_Aufgaben_.
[1] Stimmen diese Aussagen mit dem Text über Rappats Kneipe überein? Antworte jeweils mit Ja oder Nein und zitiere die Worte aus dem Text, die das entscheiden: (a) Rappat stammt aus Würzburg. (b) Die meisten Gäste kamen aus Bad Kissingen oder Garitz. (c) Der Käufer will in den Räumen wieder eine Kneipe betreiben.
[2] Schreib den Text über Rappats Kneipe dort weiter, wo er aufhört.

Kneipe wird zu Wohnraum
Er ringt um Fassung. Die Tränen wischt er sich mit einem Stofftaschentuch weg. Der Gastwirt hat in seinem Leben schon viel mitgemacht, wurde von Schicksalsschläge gebeutelt. Im Unglücksjahr 2020 hat er zuerst seine zwei Geschwister verloren, dann seine Gäste und dann seine Kneipe. Geschlossen ist der Sitzplatz infolge des Lockdowns schon jetzt, bis Ende des Monats räumt Rappat das Feld. Die Räume seien verkauft, der Käufer wolle sie künftig als Wohnung nutzen.
Der Sitzplatz hat aufgrund seiner Lage nur wenig Gäste aus Bad Kissingen oder Garitz angesprochen, dafür sind der Altort Garitz oder die Innenstadt zu weit entfernt. Die Kneipe liegt aber im Einzugsgebiet zweier großer Kliniken: der Marbachtalklinik am Staffelsberg sowie der Hescuro-Kliniken. Deren Patienten kamen abends nach einem anstrengenden Rehatag gern zum Entspannen in die Kneipe, erzählt Rappat. Nach Ausbruch der Pandemie habe sich das abrupt verändert. Das Coronavirus ist für die Gastronomiebranche insgesamt Existenzgefährdend. Während viele Wirte auf die staatlichen Finanzhilfen hoffen, ist für ihn jedoch keine Hilfe mehr möglich. "Seit März kommt kein Gast mehr aus den Kliniken zu mir. Ich habe hier in der Nachbarschaft nur wenige Stammgäste. Davon kann ich nicht leben", erklärt Rappat.
Abgerutscht in die Arbeitslosigkeit
Der ruhige und bescheiden wirkende Mann hat sich in seinem Leben schon durch vieles durchkämpfen müssen. Der gebürtige Würzburger ist eigentlich gelernter Lkw-Fahrer und war im Fernverkehr in halb Europa unterwegs. Er stand mitten im Berufsleben, wurde arbeitslos , jobbte anschließend als Aushilfe in der Altenpflege , im Schichtbetrieb in der Fabrik sowie in Videotheken . "Ich bin ein sozialer Mensch und brauche den Umgang zu anderen Menschen", sagt er. Das Videotheken-Geschäft gefiel ihm so gut, dass er dort fest einstieg. Erst in in der Bibrastraße, dann übernahm er seine eigene Videothek im Kellergeschoss unter der Marbach Apotheke.

_Vorgegebene Zeilen_.

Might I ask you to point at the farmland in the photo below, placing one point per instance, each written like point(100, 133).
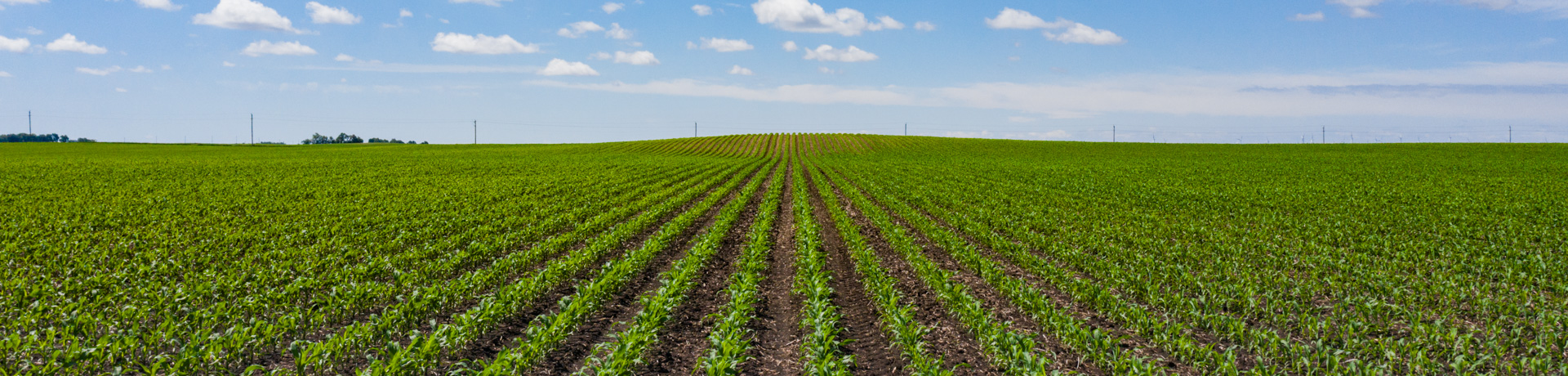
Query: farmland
point(784, 254)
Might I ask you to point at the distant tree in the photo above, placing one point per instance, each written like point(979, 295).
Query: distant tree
point(39, 138)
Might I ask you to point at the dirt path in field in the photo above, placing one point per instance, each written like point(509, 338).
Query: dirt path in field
point(778, 312)
point(625, 306)
point(1131, 340)
point(864, 338)
point(686, 334)
point(491, 343)
point(279, 359)
point(947, 338)
point(993, 300)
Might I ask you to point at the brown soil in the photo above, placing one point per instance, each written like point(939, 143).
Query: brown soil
point(1131, 340)
point(864, 338)
point(686, 334)
point(993, 300)
point(947, 338)
point(777, 325)
point(623, 307)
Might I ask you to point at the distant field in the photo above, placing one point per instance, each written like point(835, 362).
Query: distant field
point(784, 254)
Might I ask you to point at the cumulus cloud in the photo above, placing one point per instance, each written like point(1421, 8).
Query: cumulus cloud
point(1071, 32)
point(618, 34)
point(1308, 18)
point(328, 15)
point(579, 29)
point(1471, 92)
point(1358, 8)
point(1080, 34)
point(269, 47)
point(480, 2)
point(69, 43)
point(722, 44)
point(804, 16)
point(99, 71)
point(480, 44)
point(845, 56)
point(637, 58)
point(1019, 19)
point(20, 44)
point(245, 15)
point(567, 68)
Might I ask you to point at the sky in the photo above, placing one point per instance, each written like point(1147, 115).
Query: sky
point(565, 71)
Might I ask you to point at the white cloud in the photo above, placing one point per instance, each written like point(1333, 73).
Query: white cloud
point(328, 15)
point(722, 44)
point(163, 5)
point(1080, 34)
point(69, 43)
point(1552, 8)
point(804, 16)
point(579, 29)
point(1358, 8)
point(480, 44)
point(567, 68)
point(637, 58)
point(847, 56)
point(1308, 18)
point(269, 47)
point(245, 15)
point(1471, 92)
point(618, 34)
point(7, 44)
point(480, 2)
point(787, 93)
point(99, 71)
point(1019, 19)
point(1073, 34)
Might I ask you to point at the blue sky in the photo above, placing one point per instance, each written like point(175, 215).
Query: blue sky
point(1160, 71)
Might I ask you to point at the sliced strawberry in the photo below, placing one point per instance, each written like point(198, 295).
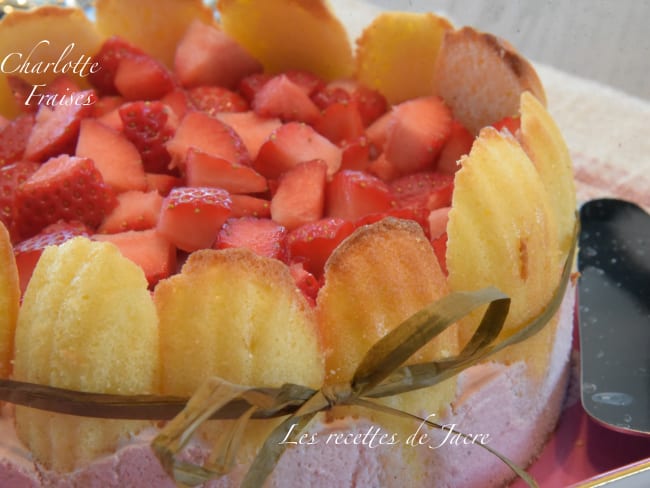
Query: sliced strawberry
point(313, 243)
point(28, 252)
point(149, 125)
point(263, 236)
point(207, 55)
point(458, 144)
point(135, 210)
point(191, 217)
point(208, 135)
point(108, 60)
point(280, 97)
point(309, 82)
point(162, 183)
point(294, 143)
point(340, 121)
point(252, 128)
point(14, 137)
point(116, 158)
point(11, 177)
point(203, 169)
point(353, 194)
point(146, 248)
point(305, 281)
point(512, 124)
point(63, 188)
point(300, 196)
point(141, 77)
point(424, 191)
point(417, 131)
point(248, 206)
point(439, 245)
point(251, 84)
point(216, 99)
point(56, 129)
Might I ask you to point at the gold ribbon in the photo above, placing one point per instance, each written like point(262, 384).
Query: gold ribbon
point(380, 374)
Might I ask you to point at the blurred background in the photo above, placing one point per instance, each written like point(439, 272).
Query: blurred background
point(603, 40)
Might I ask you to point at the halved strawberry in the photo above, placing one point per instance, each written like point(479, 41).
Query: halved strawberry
point(263, 236)
point(353, 194)
point(340, 121)
point(216, 99)
point(11, 177)
point(313, 243)
point(209, 135)
point(56, 129)
point(108, 59)
point(141, 77)
point(458, 144)
point(294, 143)
point(63, 188)
point(300, 196)
point(146, 248)
point(251, 84)
point(135, 210)
point(14, 137)
point(28, 251)
point(191, 217)
point(417, 130)
point(248, 206)
point(305, 281)
point(116, 158)
point(149, 125)
point(207, 55)
point(202, 169)
point(253, 129)
point(426, 190)
point(280, 97)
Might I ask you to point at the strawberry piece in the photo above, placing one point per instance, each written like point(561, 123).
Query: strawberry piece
point(512, 124)
point(113, 50)
point(215, 99)
point(458, 144)
point(209, 135)
point(56, 129)
point(28, 251)
point(305, 281)
point(191, 217)
point(262, 236)
point(423, 192)
point(11, 177)
point(14, 137)
point(439, 245)
point(253, 129)
point(135, 210)
point(141, 77)
point(162, 183)
point(355, 154)
point(294, 143)
point(340, 121)
point(149, 125)
point(208, 56)
point(300, 196)
point(313, 243)
point(353, 194)
point(417, 131)
point(63, 188)
point(116, 158)
point(203, 169)
point(251, 84)
point(280, 97)
point(146, 248)
point(248, 206)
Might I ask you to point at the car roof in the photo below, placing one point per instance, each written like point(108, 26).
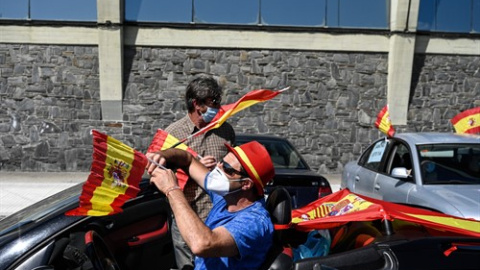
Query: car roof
point(437, 138)
point(259, 137)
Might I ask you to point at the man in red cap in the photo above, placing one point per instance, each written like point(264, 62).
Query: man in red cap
point(238, 231)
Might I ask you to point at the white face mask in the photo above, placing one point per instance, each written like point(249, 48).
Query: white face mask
point(219, 183)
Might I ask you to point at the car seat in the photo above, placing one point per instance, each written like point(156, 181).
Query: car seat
point(279, 205)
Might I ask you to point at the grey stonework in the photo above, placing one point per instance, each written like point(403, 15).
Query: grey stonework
point(50, 99)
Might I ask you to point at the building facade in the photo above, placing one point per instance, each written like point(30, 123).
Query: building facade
point(60, 80)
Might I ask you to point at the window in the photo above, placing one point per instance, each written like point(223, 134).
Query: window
point(361, 14)
point(13, 9)
point(293, 13)
point(226, 11)
point(311, 13)
point(449, 16)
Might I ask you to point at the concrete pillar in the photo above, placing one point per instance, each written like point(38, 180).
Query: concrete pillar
point(110, 57)
point(403, 24)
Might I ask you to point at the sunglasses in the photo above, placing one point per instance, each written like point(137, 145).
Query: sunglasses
point(215, 101)
point(228, 169)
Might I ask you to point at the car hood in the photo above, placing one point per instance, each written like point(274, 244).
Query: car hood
point(465, 198)
point(298, 177)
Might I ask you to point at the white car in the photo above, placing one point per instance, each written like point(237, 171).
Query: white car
point(436, 171)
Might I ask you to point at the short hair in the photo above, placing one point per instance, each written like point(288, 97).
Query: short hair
point(201, 88)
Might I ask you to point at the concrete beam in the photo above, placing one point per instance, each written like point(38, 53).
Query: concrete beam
point(110, 58)
point(216, 38)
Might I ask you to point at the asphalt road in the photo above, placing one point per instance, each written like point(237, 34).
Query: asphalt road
point(21, 189)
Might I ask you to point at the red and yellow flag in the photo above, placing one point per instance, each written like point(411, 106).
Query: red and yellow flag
point(467, 121)
point(114, 177)
point(163, 140)
point(249, 99)
point(383, 122)
point(343, 206)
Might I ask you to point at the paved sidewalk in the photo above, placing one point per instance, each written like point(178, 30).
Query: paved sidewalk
point(21, 189)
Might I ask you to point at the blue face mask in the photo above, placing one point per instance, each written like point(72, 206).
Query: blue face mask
point(209, 114)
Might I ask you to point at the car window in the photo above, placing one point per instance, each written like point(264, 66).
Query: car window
point(450, 163)
point(401, 158)
point(372, 158)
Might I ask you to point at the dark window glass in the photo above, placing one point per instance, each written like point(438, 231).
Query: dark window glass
point(453, 16)
point(363, 14)
point(293, 13)
point(372, 158)
point(13, 9)
point(449, 16)
point(176, 11)
point(226, 11)
point(69, 10)
point(426, 15)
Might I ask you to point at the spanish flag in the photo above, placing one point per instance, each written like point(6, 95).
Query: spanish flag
point(467, 121)
point(344, 206)
point(163, 140)
point(249, 99)
point(383, 122)
point(114, 178)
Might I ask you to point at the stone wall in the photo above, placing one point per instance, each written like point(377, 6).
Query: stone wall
point(50, 99)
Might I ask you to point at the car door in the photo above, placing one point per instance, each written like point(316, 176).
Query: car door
point(389, 188)
point(371, 163)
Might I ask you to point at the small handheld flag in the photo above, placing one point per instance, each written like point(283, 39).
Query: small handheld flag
point(383, 122)
point(114, 178)
point(467, 121)
point(249, 99)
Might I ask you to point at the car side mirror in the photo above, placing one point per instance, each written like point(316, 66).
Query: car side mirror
point(400, 172)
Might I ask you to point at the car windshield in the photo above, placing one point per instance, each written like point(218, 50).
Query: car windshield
point(450, 163)
point(282, 153)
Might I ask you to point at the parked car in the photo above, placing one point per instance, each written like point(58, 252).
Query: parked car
point(291, 170)
point(42, 237)
point(439, 171)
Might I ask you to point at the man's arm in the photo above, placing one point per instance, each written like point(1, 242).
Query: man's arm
point(201, 240)
point(179, 159)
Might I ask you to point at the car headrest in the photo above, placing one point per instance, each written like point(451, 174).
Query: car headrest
point(279, 205)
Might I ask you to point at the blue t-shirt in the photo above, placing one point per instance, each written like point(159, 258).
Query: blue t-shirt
point(251, 228)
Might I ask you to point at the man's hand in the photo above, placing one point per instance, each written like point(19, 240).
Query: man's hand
point(209, 161)
point(156, 157)
point(163, 179)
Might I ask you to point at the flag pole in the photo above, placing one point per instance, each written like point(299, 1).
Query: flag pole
point(157, 164)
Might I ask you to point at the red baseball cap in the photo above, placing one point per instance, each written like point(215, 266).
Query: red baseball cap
point(256, 161)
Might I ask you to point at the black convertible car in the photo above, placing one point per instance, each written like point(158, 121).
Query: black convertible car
point(291, 170)
point(43, 237)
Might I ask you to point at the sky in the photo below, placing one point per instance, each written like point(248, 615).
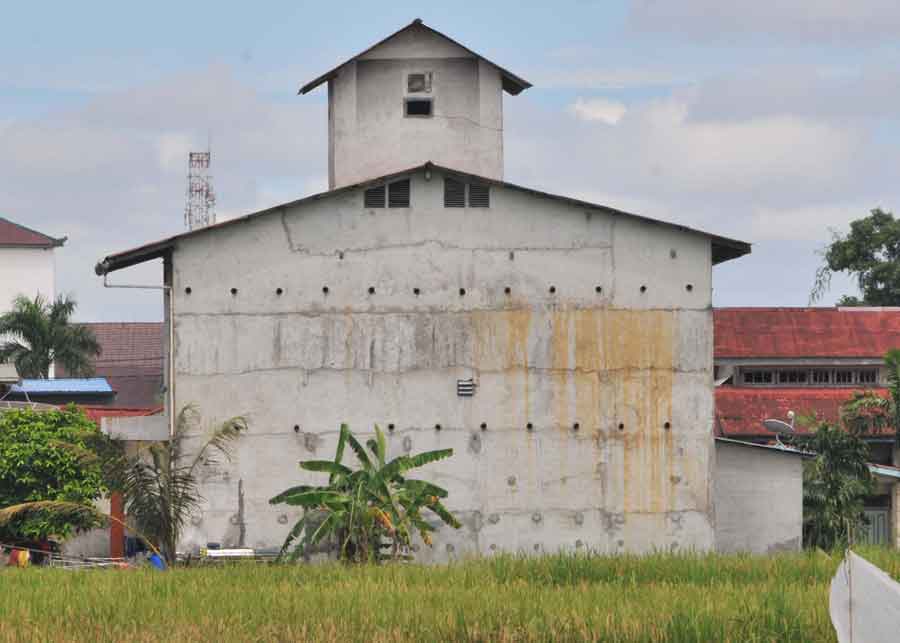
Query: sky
point(769, 121)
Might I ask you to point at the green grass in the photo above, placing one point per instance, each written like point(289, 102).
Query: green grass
point(556, 598)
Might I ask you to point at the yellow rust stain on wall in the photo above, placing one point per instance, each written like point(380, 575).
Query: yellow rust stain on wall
point(605, 367)
point(518, 326)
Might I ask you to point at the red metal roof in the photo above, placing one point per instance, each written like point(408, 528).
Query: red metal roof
point(95, 413)
point(15, 235)
point(805, 332)
point(741, 411)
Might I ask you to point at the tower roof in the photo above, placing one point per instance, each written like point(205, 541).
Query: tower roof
point(511, 83)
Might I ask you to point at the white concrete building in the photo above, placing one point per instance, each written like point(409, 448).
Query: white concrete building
point(586, 330)
point(413, 97)
point(27, 267)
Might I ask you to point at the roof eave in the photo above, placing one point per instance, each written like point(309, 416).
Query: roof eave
point(724, 248)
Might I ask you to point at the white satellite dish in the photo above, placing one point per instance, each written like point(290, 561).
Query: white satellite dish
point(777, 426)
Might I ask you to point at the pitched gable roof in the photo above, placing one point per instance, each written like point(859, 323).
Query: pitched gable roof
point(511, 83)
point(14, 235)
point(788, 333)
point(723, 248)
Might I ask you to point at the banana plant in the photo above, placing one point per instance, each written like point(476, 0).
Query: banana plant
point(371, 513)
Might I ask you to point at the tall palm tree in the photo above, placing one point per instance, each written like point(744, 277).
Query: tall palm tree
point(36, 333)
point(158, 482)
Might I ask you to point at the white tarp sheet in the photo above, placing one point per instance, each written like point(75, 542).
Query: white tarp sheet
point(864, 603)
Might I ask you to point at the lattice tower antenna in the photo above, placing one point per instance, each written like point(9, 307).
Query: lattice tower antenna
point(200, 205)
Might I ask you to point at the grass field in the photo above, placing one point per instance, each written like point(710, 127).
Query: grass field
point(556, 598)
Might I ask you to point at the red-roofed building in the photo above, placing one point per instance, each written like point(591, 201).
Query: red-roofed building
point(775, 363)
point(131, 360)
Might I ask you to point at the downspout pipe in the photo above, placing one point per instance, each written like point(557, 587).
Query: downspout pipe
point(170, 393)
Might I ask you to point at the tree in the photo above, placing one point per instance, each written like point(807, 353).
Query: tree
point(871, 253)
point(38, 463)
point(38, 333)
point(835, 484)
point(367, 510)
point(159, 484)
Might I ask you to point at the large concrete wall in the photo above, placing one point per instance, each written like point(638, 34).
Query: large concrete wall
point(369, 135)
point(758, 499)
point(24, 271)
point(631, 365)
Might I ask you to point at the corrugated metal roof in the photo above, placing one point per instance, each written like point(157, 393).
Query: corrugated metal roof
point(62, 385)
point(511, 83)
point(781, 333)
point(15, 235)
point(723, 248)
point(740, 411)
point(770, 447)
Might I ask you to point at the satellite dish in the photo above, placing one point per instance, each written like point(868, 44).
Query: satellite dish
point(777, 426)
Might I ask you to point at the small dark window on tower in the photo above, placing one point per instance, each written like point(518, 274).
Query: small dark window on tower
point(398, 194)
point(479, 195)
point(417, 106)
point(416, 83)
point(374, 197)
point(454, 194)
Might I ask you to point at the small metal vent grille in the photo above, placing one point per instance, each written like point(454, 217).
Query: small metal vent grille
point(479, 195)
point(418, 83)
point(398, 194)
point(465, 388)
point(374, 197)
point(454, 194)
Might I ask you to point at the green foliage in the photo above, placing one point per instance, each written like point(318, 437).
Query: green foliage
point(835, 485)
point(365, 511)
point(871, 253)
point(866, 412)
point(159, 483)
point(40, 461)
point(38, 333)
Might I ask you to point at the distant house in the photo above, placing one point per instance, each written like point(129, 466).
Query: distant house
point(27, 267)
point(91, 391)
point(770, 362)
point(131, 360)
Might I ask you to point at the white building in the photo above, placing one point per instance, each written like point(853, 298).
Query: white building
point(586, 330)
point(27, 267)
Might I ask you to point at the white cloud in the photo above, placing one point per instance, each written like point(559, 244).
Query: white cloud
point(111, 174)
point(598, 109)
point(581, 76)
point(859, 21)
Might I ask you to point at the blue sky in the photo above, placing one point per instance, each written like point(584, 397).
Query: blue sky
point(771, 122)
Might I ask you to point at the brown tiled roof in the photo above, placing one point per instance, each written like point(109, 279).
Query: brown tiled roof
point(15, 235)
point(131, 360)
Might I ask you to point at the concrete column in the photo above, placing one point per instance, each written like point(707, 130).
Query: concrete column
point(895, 504)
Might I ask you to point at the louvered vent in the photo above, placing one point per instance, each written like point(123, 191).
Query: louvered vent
point(374, 197)
point(454, 194)
point(479, 195)
point(398, 194)
point(465, 388)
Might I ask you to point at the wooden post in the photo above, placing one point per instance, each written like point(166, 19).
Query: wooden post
point(116, 528)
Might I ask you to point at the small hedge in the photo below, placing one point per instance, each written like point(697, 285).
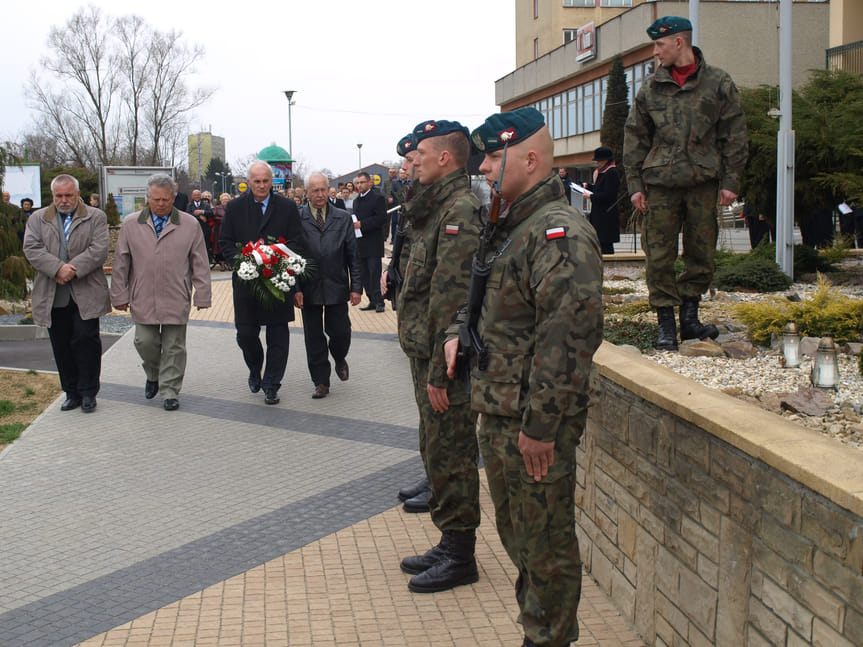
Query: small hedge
point(827, 312)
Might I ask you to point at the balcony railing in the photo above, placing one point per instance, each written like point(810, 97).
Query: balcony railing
point(846, 57)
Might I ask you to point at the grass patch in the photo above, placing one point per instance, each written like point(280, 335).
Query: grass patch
point(10, 432)
point(608, 290)
point(641, 334)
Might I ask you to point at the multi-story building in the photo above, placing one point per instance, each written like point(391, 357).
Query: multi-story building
point(202, 148)
point(568, 83)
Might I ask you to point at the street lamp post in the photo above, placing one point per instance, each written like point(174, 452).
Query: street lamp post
point(289, 94)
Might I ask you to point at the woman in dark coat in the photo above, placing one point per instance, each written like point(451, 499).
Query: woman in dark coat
point(604, 193)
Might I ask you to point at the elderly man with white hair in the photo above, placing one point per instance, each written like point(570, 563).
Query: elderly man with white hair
point(261, 214)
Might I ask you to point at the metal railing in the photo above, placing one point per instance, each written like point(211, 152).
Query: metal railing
point(848, 57)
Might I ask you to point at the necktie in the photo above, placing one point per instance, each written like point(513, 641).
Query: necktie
point(67, 224)
point(159, 223)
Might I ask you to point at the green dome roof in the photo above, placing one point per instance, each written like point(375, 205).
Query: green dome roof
point(274, 154)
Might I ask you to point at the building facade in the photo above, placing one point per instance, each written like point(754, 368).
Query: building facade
point(202, 148)
point(569, 88)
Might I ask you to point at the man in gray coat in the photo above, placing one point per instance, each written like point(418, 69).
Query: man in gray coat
point(160, 255)
point(67, 244)
point(331, 246)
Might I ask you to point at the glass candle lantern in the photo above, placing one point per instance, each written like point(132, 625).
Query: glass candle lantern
point(790, 346)
point(825, 369)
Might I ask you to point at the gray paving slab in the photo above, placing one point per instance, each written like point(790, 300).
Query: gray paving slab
point(110, 515)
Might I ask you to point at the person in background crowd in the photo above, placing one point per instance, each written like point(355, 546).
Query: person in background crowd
point(604, 189)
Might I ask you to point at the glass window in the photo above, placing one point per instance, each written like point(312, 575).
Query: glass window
point(588, 108)
point(557, 117)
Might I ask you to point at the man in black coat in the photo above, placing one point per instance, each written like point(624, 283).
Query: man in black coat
point(370, 211)
point(331, 244)
point(261, 214)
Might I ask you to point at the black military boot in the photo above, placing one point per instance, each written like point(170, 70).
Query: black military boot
point(667, 329)
point(416, 564)
point(690, 327)
point(455, 568)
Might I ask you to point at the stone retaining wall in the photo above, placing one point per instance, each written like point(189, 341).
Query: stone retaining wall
point(710, 521)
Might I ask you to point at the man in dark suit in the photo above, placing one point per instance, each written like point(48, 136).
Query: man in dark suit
point(255, 215)
point(370, 211)
point(335, 199)
point(331, 244)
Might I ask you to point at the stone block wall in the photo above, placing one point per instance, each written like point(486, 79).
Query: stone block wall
point(712, 522)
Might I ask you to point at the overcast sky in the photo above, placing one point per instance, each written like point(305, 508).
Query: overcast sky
point(363, 72)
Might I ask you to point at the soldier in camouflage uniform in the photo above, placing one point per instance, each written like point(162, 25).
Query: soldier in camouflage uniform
point(541, 322)
point(685, 142)
point(445, 227)
point(416, 497)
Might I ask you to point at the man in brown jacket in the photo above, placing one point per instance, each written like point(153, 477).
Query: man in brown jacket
point(160, 255)
point(67, 244)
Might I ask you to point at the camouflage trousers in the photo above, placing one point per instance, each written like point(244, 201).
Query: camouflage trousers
point(450, 454)
point(690, 210)
point(536, 524)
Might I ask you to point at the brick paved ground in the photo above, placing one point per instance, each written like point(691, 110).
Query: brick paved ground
point(229, 522)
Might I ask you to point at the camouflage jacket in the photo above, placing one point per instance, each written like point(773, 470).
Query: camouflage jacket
point(445, 227)
point(541, 318)
point(682, 136)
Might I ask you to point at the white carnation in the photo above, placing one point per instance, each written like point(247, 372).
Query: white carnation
point(247, 271)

_Lösungen_.
[1]
(a) Ja: „Der gebürtige Würzburger ist eigentlich gelernter Lkw-Fahrer“
(b) Nein: „Der Sitzplatz hat aufgrund seiner Lage nur wenig Gäste aus Bad Kissingen oder Garitz angesprochen“
(c) Nein: „der Käufer wolle sie künftig als Wohnung nutzen“

[2]
Vom Videoverleiher zum Wirt
Der Laden lief. Rappat entdeckte seine Leidenschaft als Gastgeber. Er schenkte seinen Kunden Kaffee und Bier aus und organisierte Autogrammstunden mit gefragten Pornodarstellerinnen wie Kelly Trump und Gina Wild . Doch die erfolgreiche Videothek-Zeit ging vorüber. "Das Internet hat das Geschäft kaputt gemacht", klagt er. Vor neun Jahren verkaufte er die Videothek und übernahm die Kneipe.
Rappat: "Anfangs ist die richtig gut gelaufen". Doch das Geschäft im Sitzplatz lies allmählich nach, bis ihn die Corona-Krise in die Knie zwang. "Der Umgang mit den Gästen war mir immer das wichtigste. Die Freundlichkeit und die lieben Worte", erzählt er wehmütig. Viele seiner Gäste sind für ihn zu Freunden geworden, in der Zeit, in der sie in der Stadt waren. An Wochenenden unternahm er mit ihnen in seiner Freizeit Ausflüge in die Region, von der Rhön bis nach Würzburg. "Ich habe ihnen meine Heimat gezeigt. Mir hat das Spaß gemacht und die Gäste haben sich gefreut , sind weiter zu mir gekommen und haben mich weiterempfohlen. Das hat mir Auftrieb gegeben und mich bestärkt", sagt der Gastwirt .
Kein realer Abschied möglich
Die Kneipe ist voller Erinnerungen an seine Gäste: Bilder, die sie für ihn gemalt haben, Selbstgebasteltes, Fotos, Collagen. Auch wenn er die Andenken jetzt in Kisten packen muss - "Wegschmeißen kann ich nichts. Ich kann doch nicht mein Herz zerreißen." Dass er wegen des Lockdowns seine Gäste nicht real in der Kneipe verabschieden kann, schmerzt. Immerhin erhält er in sozialen Netzwerken viel Zuspruch. "Das bestätigt mich." Und das spendet Trost in einer für Rainer Rappat sehr schweren Zeit.